## PROMPT
Copy out the listing line for line, starting at its first line and ending at the line that contains "xmin=0 ymin=0 xmax=509 ymax=329".

## Excerpts from labeled region data
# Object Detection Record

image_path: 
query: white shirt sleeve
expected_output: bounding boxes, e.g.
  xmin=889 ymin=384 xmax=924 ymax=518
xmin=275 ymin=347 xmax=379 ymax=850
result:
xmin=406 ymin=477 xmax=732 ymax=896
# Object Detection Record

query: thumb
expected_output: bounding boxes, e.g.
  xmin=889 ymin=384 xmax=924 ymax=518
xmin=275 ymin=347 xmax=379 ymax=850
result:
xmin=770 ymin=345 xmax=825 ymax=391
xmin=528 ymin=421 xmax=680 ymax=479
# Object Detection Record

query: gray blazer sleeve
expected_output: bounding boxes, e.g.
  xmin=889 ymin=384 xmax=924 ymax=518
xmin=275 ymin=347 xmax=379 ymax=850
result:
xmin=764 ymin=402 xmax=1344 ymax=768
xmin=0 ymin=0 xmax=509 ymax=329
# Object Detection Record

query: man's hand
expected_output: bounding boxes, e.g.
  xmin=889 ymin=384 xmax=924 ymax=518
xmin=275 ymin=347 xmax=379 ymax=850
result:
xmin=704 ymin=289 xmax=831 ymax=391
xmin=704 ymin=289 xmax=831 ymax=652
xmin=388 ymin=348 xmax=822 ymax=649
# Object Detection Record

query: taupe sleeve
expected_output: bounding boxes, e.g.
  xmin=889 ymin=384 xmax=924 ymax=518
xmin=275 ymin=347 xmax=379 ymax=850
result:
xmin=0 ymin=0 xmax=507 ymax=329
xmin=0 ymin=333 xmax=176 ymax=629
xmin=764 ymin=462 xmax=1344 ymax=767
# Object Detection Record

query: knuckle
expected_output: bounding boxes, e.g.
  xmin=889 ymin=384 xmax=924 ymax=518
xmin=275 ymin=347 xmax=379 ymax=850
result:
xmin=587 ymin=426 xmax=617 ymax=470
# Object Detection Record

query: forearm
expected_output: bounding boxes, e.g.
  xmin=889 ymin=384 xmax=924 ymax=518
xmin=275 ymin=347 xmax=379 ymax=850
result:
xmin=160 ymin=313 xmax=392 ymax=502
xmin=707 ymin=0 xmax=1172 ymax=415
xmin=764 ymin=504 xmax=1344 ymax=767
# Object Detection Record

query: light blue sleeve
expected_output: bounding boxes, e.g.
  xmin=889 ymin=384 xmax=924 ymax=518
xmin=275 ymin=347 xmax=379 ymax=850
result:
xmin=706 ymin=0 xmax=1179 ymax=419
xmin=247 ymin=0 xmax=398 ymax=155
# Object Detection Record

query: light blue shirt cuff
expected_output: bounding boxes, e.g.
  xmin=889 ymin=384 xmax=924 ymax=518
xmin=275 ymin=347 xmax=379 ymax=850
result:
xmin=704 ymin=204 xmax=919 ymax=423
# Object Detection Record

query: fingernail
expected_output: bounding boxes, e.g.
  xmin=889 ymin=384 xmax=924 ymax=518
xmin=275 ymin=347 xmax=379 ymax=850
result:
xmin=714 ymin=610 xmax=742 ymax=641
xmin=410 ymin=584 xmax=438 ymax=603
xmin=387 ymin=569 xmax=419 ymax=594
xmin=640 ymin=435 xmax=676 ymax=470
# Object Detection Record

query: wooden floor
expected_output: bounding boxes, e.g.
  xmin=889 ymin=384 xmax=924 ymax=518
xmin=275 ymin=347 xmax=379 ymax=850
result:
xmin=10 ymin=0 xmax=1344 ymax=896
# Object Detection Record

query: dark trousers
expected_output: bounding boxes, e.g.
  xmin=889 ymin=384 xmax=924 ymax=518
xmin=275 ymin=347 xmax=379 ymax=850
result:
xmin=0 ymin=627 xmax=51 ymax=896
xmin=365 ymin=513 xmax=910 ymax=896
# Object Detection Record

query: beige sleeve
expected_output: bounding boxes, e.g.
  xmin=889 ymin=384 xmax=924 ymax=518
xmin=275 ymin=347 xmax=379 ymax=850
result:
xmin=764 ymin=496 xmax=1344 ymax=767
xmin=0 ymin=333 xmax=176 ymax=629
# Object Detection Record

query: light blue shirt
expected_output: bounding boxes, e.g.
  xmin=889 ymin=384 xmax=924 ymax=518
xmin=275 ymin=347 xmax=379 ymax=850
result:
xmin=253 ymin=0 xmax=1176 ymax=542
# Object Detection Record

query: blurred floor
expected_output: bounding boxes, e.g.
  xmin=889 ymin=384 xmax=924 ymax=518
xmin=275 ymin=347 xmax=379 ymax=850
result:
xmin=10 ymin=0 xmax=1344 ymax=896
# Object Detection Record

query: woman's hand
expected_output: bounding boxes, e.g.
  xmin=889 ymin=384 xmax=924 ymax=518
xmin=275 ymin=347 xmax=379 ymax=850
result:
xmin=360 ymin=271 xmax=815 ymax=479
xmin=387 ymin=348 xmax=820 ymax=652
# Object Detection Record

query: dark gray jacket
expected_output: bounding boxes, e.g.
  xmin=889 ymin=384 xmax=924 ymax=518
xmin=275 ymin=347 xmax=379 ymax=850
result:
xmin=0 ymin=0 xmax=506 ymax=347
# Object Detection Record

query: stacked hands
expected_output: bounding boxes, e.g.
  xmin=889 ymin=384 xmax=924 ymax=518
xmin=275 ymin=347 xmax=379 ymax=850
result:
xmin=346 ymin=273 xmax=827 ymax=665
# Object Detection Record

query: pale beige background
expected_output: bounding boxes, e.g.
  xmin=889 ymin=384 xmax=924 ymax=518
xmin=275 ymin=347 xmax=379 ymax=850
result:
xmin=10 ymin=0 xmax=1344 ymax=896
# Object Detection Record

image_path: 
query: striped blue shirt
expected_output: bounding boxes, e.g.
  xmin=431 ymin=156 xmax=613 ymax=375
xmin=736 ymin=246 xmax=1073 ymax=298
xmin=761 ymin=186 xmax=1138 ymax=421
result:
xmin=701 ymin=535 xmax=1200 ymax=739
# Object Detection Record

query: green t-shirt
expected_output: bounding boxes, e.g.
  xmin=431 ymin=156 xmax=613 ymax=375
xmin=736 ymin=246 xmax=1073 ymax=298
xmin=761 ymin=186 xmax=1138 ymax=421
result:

## TASK RESPONSE
# Object Detection Record

image_path: 
query: white shirt sleeve
expected_output: bounding boxes, e.g.
  xmin=889 ymin=384 xmax=924 ymax=518
xmin=275 ymin=347 xmax=379 ymax=850
result:
xmin=406 ymin=477 xmax=732 ymax=896
# Object Detection Record

query: thumb
expected_output: bounding boxes, e.g.
  xmin=889 ymin=384 xmax=924 ymax=518
xmin=275 ymin=347 xmax=379 ymax=850
result:
xmin=770 ymin=345 xmax=825 ymax=391
xmin=528 ymin=421 xmax=680 ymax=479
# Object Detection Record

query: gray blazer sleeve
expected_output: bounding boxes, e.g.
  xmin=889 ymin=384 xmax=924 ymax=518
xmin=275 ymin=347 xmax=379 ymax=850
result:
xmin=764 ymin=402 xmax=1344 ymax=768
xmin=0 ymin=0 xmax=509 ymax=329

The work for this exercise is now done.